• _Data records_
================

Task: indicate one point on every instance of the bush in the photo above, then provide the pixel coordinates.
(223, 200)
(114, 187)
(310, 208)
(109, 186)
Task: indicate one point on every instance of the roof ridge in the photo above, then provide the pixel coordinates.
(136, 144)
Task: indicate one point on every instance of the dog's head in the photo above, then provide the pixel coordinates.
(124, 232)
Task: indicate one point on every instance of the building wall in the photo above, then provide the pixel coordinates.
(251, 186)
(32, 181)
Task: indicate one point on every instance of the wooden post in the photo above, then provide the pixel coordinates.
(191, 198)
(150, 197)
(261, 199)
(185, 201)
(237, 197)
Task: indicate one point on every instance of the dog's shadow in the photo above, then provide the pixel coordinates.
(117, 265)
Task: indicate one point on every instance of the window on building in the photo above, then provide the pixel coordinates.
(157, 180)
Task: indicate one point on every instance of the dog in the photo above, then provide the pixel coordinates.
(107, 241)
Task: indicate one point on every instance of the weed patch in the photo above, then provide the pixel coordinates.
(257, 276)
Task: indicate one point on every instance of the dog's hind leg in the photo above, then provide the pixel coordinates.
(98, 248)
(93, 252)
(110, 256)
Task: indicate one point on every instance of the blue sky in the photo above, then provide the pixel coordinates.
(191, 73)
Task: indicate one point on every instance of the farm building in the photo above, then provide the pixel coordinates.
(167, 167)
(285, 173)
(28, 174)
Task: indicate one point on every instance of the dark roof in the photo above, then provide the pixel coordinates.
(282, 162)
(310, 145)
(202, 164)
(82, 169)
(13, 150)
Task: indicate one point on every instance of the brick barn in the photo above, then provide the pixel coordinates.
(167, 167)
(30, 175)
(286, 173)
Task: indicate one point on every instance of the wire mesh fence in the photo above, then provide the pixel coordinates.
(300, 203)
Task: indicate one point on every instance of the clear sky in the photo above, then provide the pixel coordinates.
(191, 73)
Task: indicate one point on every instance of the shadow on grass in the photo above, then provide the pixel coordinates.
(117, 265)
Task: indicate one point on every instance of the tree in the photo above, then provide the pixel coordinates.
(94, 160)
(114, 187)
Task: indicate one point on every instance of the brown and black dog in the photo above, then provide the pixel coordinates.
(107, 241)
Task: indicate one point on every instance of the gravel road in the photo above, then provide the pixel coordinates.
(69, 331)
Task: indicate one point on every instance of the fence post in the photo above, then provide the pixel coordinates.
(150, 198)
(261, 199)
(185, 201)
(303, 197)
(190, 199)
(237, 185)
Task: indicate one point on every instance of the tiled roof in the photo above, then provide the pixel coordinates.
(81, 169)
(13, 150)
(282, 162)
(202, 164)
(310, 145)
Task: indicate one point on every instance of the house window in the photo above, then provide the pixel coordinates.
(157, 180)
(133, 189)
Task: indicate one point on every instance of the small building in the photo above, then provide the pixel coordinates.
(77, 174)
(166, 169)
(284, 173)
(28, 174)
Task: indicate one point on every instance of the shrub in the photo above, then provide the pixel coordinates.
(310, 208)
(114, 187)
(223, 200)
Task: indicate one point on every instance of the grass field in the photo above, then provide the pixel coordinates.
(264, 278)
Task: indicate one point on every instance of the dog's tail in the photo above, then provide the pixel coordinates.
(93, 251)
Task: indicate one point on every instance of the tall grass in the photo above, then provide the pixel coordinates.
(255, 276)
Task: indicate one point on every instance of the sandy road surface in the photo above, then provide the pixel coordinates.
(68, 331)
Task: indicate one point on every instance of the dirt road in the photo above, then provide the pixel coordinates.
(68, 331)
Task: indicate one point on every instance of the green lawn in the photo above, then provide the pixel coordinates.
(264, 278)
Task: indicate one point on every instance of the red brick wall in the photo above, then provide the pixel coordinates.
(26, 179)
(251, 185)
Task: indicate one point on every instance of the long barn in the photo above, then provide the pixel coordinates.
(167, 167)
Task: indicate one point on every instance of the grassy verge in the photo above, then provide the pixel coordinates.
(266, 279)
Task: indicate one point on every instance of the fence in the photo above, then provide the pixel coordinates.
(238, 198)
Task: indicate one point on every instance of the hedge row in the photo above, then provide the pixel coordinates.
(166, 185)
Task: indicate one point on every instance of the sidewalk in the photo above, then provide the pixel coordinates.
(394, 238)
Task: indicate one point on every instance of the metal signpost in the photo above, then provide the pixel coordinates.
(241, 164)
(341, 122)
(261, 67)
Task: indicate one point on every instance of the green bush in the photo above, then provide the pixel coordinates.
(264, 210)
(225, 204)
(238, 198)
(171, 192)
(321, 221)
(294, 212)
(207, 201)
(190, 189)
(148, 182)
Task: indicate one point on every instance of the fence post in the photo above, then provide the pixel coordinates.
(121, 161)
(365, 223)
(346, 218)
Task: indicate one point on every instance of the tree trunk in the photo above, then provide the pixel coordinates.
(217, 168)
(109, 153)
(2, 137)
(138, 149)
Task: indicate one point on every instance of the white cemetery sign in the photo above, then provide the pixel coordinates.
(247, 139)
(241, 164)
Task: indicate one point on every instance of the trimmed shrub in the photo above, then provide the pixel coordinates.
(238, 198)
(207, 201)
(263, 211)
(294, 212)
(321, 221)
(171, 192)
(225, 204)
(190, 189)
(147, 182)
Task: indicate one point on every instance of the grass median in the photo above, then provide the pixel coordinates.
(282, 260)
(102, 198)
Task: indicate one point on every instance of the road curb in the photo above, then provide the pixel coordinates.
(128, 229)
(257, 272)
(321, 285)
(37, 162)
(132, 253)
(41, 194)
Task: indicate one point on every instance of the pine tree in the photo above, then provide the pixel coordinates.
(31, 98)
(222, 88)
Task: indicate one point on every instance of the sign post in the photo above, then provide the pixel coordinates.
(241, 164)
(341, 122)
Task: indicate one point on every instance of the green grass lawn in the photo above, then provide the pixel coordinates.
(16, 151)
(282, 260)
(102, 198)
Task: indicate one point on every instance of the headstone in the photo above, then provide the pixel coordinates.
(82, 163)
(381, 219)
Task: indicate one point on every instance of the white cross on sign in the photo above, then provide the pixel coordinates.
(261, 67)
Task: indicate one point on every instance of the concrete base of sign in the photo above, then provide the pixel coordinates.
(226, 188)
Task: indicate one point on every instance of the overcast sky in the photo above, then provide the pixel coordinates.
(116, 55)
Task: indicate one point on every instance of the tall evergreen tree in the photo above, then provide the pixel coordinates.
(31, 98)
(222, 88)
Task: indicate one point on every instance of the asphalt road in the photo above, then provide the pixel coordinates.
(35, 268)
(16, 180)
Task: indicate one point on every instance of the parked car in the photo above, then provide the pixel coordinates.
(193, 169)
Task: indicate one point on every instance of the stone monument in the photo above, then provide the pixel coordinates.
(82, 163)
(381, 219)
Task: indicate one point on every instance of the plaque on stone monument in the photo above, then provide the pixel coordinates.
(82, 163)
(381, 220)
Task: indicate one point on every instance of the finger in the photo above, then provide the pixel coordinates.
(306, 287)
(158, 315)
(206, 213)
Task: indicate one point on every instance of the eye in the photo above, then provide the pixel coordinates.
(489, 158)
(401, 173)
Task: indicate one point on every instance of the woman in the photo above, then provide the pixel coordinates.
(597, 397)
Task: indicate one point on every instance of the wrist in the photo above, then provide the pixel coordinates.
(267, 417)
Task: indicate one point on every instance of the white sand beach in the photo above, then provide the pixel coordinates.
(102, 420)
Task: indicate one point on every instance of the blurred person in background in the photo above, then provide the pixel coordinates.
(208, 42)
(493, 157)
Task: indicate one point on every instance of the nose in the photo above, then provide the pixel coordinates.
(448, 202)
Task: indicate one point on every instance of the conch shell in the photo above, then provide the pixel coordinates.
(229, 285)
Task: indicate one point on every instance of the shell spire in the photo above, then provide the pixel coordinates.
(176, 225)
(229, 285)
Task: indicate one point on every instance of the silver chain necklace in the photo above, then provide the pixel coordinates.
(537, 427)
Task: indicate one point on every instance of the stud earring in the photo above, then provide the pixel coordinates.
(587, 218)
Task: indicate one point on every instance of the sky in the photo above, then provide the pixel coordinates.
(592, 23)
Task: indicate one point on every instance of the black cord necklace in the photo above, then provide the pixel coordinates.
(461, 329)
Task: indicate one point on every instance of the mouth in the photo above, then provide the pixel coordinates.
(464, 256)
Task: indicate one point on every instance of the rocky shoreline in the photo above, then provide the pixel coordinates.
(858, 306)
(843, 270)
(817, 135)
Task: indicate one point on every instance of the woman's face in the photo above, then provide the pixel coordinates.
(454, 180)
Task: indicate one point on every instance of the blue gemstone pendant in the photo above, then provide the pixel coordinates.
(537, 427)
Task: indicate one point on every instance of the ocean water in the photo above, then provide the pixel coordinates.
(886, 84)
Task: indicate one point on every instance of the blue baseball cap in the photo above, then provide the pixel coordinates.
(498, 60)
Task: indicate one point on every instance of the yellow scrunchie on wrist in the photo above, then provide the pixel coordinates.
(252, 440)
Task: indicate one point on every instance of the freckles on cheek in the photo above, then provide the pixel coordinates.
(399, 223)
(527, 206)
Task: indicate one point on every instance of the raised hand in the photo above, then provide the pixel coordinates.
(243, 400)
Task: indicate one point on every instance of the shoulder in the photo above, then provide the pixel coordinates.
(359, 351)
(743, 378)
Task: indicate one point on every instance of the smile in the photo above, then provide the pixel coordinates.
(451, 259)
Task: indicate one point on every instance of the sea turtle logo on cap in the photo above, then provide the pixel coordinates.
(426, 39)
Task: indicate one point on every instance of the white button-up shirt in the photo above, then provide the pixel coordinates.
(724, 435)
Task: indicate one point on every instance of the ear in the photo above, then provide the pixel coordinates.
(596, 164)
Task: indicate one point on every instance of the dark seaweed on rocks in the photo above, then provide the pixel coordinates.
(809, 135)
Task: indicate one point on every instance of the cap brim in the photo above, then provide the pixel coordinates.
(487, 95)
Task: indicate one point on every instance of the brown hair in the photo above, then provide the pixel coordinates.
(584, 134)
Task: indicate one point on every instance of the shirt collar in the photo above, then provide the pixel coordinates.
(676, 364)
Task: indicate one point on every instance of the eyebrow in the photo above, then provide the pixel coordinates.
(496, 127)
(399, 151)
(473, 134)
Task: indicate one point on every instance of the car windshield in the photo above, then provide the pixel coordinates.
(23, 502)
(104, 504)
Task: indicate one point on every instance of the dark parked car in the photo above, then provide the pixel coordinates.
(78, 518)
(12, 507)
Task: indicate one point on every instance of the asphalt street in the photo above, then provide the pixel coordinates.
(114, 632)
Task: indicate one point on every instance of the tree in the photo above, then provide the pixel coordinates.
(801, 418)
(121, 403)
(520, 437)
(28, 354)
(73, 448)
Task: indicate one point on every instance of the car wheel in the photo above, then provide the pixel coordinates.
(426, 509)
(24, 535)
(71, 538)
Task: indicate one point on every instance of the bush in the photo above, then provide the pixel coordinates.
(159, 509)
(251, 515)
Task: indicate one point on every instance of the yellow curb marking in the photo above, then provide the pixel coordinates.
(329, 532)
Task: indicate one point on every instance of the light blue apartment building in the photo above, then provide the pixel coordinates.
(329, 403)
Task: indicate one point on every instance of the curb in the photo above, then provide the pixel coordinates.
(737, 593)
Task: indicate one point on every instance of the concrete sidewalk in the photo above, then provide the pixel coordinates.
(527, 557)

================

• _Task prompt_
Output only the lines from the one holding "the white button-up" through the last line above, exactly as they appear.

• _Full response_
Task: indicate one point on every instance of the white button-up shirt in the photo above, then provide the pixel coordinates.
(724, 435)
Task: indicate one point on every instance of the ear in the photo above, then provide the pixel coordinates.
(596, 164)
Task: indicate one point on every instance of the dark seaweed on rocks in the photo above, then provide the pixel coordinates.
(809, 135)
Task: indicate one point on every instance of the cap brim in the photo above, then provide the pixel coordinates.
(487, 95)
Task: indicate one point on every instance of the brown hair in the photo above, then provide the pixel coordinates.
(584, 134)
Task: indicate one point on every instance of the shirt collar in the photo above, then provide the pixel coordinates.
(676, 364)
Task: indicate one point on every instance of the eyebrow in the photo above, then provide the pixel coordinates.
(496, 127)
(399, 151)
(473, 134)
Task: indicate one point on every instance of the car windshield in the photo above, then provide the pixel coordinates.
(23, 502)
(104, 504)
Task: indicate one point on every instance of the dark parked car in the photo above, then provide the pixel coordinates.
(78, 518)
(12, 507)
Task: indicate one point on every instance of the asphalt street in the photo above, then provide the pixel coordinates.
(114, 632)
Task: indicate one point on every instance of the tree in the photo above, then provide the pixel coordinates.
(801, 418)
(121, 403)
(520, 437)
(28, 354)
(73, 448)
Task: indicate one point on every instance of the car wheel in the photo above, then provide the pixel coordinates.
(426, 509)
(24, 535)
(71, 538)
Task: indicate one point on every instance of the bush in the photo above, then provide the pixel coordinates.
(159, 509)
(251, 515)
Task: indicate one point on every instance of the yellow curb marking in the photo above, then provide the pixel coordinates.
(329, 532)
Task: indicate one point on every instance of the light blue apartment building in the photo above, then provide the pixel coordinates.
(329, 403)
Task: indicate one point on every instance of the curb in the photo above, then provide the pixel coordinates.
(737, 593)
Task: indicate one point on every instance of the concrete sidewalk in the photo above, then provide the pixel coordinates.
(527, 557)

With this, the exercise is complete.